ACTION ITEM: Give an exact copy of the data that follows, but none of its pictures.

=====

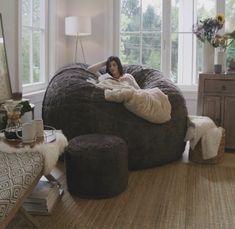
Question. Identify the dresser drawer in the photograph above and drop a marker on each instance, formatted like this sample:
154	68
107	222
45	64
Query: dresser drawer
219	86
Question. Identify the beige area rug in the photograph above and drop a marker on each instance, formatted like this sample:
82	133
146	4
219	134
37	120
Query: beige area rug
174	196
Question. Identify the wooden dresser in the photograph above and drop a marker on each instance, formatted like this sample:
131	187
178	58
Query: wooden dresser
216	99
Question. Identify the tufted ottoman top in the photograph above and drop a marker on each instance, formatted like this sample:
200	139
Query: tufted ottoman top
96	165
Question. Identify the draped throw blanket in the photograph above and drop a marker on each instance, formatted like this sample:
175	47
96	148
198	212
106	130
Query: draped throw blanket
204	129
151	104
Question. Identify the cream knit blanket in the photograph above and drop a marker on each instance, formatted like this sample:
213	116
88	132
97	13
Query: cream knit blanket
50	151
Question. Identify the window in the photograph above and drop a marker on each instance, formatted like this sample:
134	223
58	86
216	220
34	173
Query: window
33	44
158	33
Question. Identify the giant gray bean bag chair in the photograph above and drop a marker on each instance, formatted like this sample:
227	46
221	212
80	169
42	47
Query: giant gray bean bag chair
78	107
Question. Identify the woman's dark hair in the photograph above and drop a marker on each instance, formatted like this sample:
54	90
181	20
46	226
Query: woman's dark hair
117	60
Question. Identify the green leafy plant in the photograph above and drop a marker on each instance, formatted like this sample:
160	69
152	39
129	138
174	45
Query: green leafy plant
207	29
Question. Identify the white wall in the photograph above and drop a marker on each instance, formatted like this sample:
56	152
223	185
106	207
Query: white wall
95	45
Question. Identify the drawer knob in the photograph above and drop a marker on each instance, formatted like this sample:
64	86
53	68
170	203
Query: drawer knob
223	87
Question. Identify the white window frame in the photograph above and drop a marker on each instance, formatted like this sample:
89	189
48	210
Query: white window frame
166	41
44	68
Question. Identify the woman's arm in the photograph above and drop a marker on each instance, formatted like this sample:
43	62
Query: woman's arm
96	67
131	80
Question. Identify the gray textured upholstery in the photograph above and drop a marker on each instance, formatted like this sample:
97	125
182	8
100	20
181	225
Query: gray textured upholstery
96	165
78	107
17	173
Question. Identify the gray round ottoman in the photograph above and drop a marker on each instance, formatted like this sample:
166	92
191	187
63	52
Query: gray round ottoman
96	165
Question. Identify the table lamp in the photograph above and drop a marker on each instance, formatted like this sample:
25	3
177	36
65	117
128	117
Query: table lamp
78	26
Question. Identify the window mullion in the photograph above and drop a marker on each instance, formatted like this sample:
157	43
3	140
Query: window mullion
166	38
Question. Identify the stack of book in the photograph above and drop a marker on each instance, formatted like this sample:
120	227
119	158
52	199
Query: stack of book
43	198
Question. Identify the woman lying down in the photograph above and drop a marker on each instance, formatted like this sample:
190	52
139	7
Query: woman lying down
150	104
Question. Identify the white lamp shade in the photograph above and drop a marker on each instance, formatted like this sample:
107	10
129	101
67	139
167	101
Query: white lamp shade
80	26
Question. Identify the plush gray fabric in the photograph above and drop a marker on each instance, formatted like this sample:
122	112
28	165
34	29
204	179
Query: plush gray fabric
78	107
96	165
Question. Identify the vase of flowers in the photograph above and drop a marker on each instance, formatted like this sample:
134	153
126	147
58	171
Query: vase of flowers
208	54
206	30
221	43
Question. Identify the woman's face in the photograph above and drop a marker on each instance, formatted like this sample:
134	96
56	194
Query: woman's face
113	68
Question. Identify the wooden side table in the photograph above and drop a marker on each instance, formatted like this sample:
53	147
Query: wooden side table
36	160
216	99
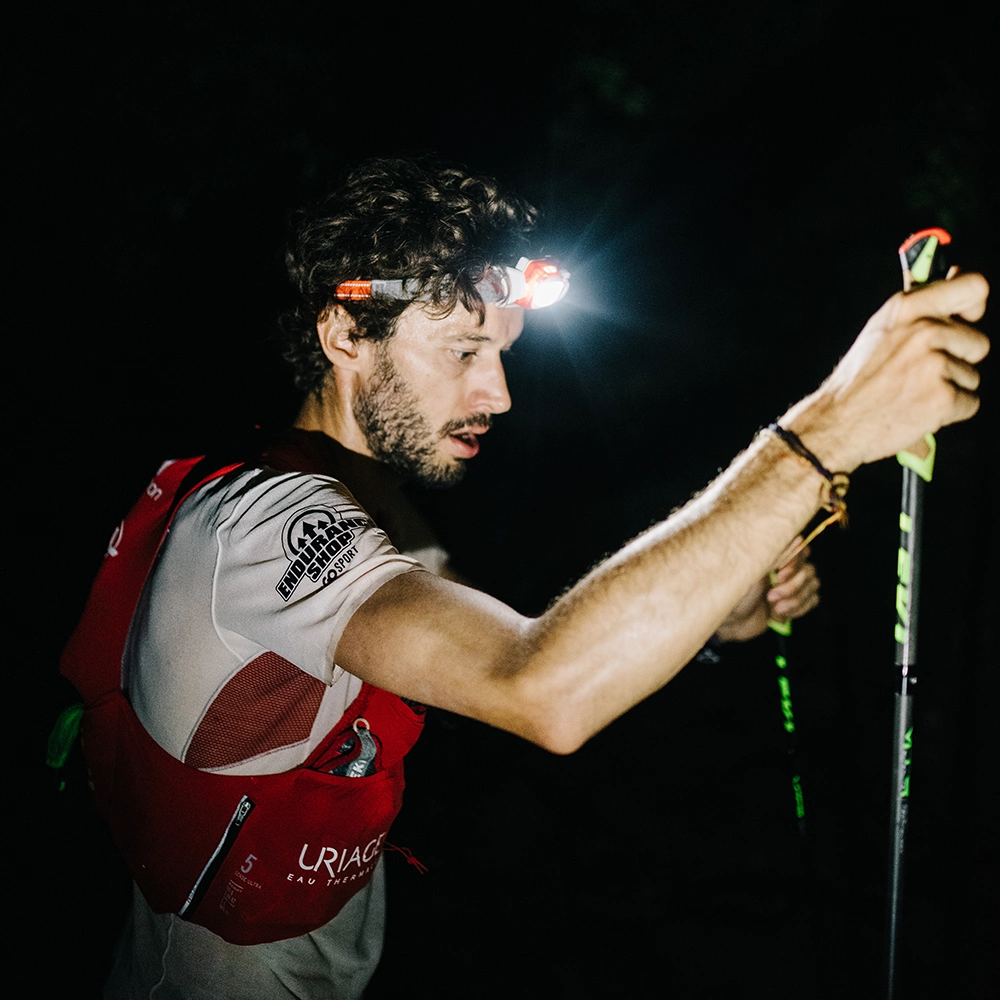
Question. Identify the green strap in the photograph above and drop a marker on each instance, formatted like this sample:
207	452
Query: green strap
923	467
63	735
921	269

=====

RESULT OF THIS TASK:
Question. Identify the dresser drawer in the photograph above and drop a marker on each instance, formatted like this sample:
154	68
107	222
45	64
Query: dresser drawer
219	86
Question. Identify the beige area rug in the photograph above and drop a marker on each instance, formatted like this sample:
82	133
146	4
219	134
37	120
Query: beige area rug
174	196
Question. Identify the wooden dresser in the photograph above and drop a marker on each instance, formatted like this sample:
131	187
178	58
Query: wooden dresser
216	99
Question. Identify the tufted ottoman top in the photograph above and drop a marker on each instance, formatted like this sample:
200	139
Query: tufted ottoman top
96	165
Question. Identify the draped throw blanket in the photograph above and drop a marker on each instance, formatted like this sample:
175	47
96	148
198	212
106	130
Query: draped throw blanket
204	129
151	104
Question. Identify the cream knit blanket in the photograph above and drop a marker on each instance, formatted like this sample:
213	116
88	132
97	13
Query: cream knit blanket
50	151
Question. Identify the window in the photograph above and drop a marker on each instance, formatted like this sample:
134	223
58	86
216	220
34	173
Query: window
33	44
158	33
Question. Identify the giant gray bean bag chair in the photograph above and drop a marker on each instance, formatted like this sample:
227	46
221	212
80	169
42	47
Query: giant gray bean bag chair
78	107
Question. Identify the woman's dark hair in the photograph above and drop a marker on each instance, formatted like this sample:
54	90
181	20
46	226
Query: woman's dark hair
117	60
Question. Identify the green leafy plant in the photograph above and drop a marker on each instance, formatted like this sample:
160	69
152	39
129	138
174	45
Query: green leafy plant
207	29
Question. Identify the white wall in the photograph above and drop a marker on each instance, formatted like this sample:
56	152
223	185
106	207
Query: white wall
95	45
Question. Identify the drawer knob in the photograph above and drop a marker on each instance, formatted like this sample:
64	86
53	68
170	203
Query: drawer knob
223	87
Question. Identify the white window frame in the photograph above and drop a marker on each instance, formatted like this sample:
89	189
48	210
Query: white window frame
166	41
44	68
Question. Identify the woman's arm in the photograph above and drop a marker on each instance, formatted like this sample:
43	62
Query: woman's arm
96	67
131	80
Question. Identify the gray textured upholstery in the photograph above and drop a marker on each instance, formatted like this sample:
97	125
182	8
100	20
181	225
Query: gray textured upholstery
96	165
78	107
17	173
Question. Identify the gray round ottoman in the photograph above and drop a marker on each instance, formatted like this sample:
166	92
191	187
63	52
Query: gray round ottoman
96	165
Question. Identify the table lamp in the photograph above and drop a marker on each instance, formatted like this sample:
25	3
177	36
65	117
128	117
Query: table lamp
78	26
Question. Identify the window mullion in the photograph above and drop a marker on each instance, formatted like this sample:
157	43
3	140
Query: window mullion
166	38
Question. Identify the stack of book in the photograph above and drop a marker on each instance, formatted like this sample:
120	227
119	158
52	199
Query: stack of book
43	198
Question. Identify the woman lying down in the photograph above and drop a marker on each instance, formatted like this sample:
190	52
139	7
Query: woman lying down
150	104
Question. Identify the white lamp shade in the photograph above and drop a marker on each instance, formatted like this sample:
107	10
129	101
67	139
167	101
Query: white lamp shade
80	26
Question. Identify the plush gray fabric in the photograph above and drop a marker on each instance, formatted like this sample:
122	112
28	165
34	29
204	179
Query: plush gray fabric
78	107
96	165
Question. Identify the vase of flowers in the photograph above and drop a marker on each instance, formatted like this sample:
134	153
126	147
58	171
Query: vase of flowers
208	54
206	30
221	43
Question. Identify the woman's face in the photograph above and drop a marker on each instance, formatted like this sample:
134	96
56	194
Query: woman's face
113	68
Question. Identify the wooden side table in the photograph above and drop a marker on each instance, formatted like this sample:
53	147
Query: wooden side table
36	160
216	99
Question. Identify the green strap in the photograph above and drop a marker on each instance, formatted like this sample:
207	452
Query: green strap
923	467
63	735
921	269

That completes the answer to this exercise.